◆ Stated task ◆
Rewrite everything from the line containing "pin: motorcycle |" down to the end of the data, replacing "short dark hair" with "cropped dark hair" and leaving everything else unchanged.

◆ Data supplied ◆
==============================
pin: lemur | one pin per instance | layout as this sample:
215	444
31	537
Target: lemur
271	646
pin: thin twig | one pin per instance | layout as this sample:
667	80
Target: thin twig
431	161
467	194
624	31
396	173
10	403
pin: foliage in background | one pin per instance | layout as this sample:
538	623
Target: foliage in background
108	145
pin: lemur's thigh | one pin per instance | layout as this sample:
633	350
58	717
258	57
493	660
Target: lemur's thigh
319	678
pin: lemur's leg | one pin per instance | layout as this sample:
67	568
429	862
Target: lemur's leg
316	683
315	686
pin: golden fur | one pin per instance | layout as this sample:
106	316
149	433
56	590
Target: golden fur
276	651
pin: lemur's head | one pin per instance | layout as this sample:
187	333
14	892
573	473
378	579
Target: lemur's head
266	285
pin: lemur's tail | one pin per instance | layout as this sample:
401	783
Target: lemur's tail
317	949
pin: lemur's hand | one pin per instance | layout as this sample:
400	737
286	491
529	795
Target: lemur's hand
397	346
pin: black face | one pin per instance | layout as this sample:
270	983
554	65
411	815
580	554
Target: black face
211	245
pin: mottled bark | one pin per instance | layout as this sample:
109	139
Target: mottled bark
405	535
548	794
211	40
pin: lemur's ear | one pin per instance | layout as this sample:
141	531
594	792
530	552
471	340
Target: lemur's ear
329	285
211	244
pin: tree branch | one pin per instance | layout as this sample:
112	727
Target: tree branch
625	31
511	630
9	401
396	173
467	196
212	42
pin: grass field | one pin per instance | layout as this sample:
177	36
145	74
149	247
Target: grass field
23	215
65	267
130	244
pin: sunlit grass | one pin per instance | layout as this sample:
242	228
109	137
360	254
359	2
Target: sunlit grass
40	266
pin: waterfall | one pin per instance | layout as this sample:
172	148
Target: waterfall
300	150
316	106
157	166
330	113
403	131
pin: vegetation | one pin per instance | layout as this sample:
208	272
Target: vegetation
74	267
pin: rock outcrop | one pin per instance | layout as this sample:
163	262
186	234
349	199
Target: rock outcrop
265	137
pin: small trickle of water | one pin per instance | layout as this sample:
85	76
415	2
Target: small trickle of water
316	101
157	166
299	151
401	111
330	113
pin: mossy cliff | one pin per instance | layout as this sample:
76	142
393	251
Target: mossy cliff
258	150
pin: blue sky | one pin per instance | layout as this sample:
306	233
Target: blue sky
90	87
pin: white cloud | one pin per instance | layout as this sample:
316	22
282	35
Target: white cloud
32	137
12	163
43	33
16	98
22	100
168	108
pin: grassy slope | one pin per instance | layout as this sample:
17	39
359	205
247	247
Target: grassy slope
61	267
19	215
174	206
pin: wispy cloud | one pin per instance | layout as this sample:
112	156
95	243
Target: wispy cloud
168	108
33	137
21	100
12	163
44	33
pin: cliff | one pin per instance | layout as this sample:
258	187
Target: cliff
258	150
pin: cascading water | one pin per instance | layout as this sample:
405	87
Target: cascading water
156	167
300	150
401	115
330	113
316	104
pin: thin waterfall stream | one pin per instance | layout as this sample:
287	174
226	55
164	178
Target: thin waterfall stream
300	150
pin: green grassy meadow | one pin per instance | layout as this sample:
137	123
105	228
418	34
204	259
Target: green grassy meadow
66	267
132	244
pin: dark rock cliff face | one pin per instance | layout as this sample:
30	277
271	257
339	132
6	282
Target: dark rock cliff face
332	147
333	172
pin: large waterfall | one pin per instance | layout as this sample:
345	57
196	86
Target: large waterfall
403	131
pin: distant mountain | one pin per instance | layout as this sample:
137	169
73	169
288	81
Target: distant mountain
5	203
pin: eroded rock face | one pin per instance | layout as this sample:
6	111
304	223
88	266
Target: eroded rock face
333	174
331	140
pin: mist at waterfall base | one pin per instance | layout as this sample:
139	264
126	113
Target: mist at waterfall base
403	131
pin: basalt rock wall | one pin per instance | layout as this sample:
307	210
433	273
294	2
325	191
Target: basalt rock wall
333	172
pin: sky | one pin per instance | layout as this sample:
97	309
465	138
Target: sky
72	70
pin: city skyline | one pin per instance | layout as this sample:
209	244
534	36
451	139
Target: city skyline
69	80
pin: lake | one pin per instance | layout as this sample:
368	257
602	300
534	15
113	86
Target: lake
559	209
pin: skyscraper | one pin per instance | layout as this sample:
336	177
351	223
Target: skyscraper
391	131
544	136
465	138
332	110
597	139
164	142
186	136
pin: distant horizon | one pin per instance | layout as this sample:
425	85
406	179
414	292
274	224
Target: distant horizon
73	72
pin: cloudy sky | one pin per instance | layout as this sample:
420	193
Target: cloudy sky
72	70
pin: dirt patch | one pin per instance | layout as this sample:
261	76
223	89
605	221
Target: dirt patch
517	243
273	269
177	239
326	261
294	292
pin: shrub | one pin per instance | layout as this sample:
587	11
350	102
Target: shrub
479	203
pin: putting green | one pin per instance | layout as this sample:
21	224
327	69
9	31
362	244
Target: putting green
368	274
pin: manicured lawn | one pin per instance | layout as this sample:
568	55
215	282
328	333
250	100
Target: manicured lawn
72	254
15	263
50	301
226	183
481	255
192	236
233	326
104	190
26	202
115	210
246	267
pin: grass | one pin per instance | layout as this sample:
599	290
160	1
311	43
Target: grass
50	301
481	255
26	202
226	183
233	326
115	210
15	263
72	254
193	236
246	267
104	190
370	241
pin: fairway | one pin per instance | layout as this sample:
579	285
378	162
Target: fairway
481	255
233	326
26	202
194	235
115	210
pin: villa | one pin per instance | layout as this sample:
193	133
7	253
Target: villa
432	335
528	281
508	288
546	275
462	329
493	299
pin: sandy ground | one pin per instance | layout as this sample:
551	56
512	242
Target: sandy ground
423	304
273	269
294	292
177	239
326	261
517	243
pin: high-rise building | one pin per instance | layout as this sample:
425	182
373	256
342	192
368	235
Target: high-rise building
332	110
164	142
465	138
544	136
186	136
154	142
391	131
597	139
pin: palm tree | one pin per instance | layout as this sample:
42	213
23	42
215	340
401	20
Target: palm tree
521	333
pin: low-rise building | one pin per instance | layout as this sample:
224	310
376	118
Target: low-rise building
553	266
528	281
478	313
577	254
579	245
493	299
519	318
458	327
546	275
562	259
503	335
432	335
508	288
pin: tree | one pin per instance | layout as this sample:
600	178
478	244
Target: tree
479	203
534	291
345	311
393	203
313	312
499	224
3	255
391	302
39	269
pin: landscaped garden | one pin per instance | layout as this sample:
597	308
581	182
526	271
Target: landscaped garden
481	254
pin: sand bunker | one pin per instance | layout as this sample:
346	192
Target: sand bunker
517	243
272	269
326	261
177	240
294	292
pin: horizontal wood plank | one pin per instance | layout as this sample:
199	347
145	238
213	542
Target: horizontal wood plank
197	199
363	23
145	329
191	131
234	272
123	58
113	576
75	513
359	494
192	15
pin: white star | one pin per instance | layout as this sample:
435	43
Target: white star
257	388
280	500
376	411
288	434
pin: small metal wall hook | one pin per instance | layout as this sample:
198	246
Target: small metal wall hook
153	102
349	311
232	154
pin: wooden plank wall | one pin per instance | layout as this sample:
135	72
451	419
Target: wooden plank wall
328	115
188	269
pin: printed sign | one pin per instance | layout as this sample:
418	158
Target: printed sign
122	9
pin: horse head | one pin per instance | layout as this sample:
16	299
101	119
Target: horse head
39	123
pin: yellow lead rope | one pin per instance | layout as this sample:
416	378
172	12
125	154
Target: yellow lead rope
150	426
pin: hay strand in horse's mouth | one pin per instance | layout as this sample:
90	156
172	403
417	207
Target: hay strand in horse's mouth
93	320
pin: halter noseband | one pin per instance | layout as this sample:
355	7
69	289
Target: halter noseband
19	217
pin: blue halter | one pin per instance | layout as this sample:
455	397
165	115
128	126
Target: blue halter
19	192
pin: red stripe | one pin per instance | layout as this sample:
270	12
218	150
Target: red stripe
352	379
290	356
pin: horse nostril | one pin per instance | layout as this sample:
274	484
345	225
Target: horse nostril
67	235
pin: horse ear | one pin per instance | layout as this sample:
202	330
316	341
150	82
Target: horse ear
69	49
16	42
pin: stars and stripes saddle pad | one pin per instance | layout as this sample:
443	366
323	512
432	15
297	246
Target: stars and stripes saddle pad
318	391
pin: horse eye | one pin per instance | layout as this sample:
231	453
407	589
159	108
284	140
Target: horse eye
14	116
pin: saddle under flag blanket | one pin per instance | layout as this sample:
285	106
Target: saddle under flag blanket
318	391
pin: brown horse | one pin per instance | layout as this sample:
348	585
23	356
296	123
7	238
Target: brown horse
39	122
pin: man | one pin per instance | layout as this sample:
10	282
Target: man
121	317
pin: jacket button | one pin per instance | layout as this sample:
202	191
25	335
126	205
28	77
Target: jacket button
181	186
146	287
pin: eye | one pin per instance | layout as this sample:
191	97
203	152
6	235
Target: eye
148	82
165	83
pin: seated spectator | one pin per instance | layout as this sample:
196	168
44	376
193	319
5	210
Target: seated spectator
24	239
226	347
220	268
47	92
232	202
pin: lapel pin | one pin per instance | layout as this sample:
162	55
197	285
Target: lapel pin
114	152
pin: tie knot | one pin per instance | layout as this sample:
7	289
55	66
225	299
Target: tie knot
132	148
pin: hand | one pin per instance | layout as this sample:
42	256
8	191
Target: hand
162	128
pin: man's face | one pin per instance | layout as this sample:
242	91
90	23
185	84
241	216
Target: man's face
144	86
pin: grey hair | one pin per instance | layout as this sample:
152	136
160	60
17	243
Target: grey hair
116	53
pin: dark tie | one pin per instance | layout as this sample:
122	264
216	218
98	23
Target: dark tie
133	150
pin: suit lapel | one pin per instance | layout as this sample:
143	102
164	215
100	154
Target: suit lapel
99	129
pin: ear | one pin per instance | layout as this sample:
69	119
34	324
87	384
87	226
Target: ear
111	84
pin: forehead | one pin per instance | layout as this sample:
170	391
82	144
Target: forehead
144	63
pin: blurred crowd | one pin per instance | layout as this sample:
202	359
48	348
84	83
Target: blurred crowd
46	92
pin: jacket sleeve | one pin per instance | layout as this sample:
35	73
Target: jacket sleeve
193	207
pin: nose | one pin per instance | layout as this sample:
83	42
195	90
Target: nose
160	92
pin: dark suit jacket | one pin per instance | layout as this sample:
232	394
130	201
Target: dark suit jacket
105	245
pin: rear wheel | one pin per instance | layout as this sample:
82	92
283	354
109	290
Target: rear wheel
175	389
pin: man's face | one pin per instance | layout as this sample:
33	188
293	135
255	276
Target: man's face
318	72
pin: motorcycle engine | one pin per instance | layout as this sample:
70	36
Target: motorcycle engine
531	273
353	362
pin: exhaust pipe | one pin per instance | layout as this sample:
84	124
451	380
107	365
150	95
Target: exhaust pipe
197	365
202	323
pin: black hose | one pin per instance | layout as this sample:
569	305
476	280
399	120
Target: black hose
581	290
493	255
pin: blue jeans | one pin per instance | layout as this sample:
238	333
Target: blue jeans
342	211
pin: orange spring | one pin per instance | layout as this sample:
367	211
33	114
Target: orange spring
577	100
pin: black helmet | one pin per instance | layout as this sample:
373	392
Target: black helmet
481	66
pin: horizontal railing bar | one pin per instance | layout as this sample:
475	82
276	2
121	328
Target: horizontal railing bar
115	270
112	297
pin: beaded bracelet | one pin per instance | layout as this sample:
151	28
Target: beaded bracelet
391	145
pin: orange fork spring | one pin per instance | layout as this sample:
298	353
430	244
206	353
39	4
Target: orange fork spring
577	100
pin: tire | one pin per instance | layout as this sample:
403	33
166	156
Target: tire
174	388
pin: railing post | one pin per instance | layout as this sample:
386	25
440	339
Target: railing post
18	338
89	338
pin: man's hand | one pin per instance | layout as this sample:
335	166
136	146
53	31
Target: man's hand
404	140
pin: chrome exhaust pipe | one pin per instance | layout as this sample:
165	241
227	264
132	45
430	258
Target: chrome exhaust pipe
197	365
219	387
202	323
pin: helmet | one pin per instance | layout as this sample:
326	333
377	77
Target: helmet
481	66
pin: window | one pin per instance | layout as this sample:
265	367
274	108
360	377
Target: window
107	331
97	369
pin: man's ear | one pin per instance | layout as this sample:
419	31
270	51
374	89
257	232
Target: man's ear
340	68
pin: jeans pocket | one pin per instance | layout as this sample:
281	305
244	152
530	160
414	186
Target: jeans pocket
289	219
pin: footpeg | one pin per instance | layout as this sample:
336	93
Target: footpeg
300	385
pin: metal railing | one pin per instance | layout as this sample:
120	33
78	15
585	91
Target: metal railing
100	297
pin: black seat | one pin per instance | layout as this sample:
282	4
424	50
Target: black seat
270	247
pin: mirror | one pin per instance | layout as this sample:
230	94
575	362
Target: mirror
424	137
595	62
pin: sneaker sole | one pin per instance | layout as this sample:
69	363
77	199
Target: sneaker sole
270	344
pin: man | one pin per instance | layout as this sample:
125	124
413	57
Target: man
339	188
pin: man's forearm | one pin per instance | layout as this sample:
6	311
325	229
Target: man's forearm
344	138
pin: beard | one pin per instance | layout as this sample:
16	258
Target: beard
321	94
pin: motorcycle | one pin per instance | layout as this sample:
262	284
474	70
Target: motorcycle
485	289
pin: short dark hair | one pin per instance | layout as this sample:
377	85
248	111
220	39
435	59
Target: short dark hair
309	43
==============================
◆ Answer for the task ◆
pin: motorcycle | one pin per instance | layout as this sample:
262	284
474	70
Target: motorcycle
485	289
pin: cropped dark hair | one pin per instance | layout as this sample:
377	85
248	111
220	39
435	59
Target: cropped dark hair
309	43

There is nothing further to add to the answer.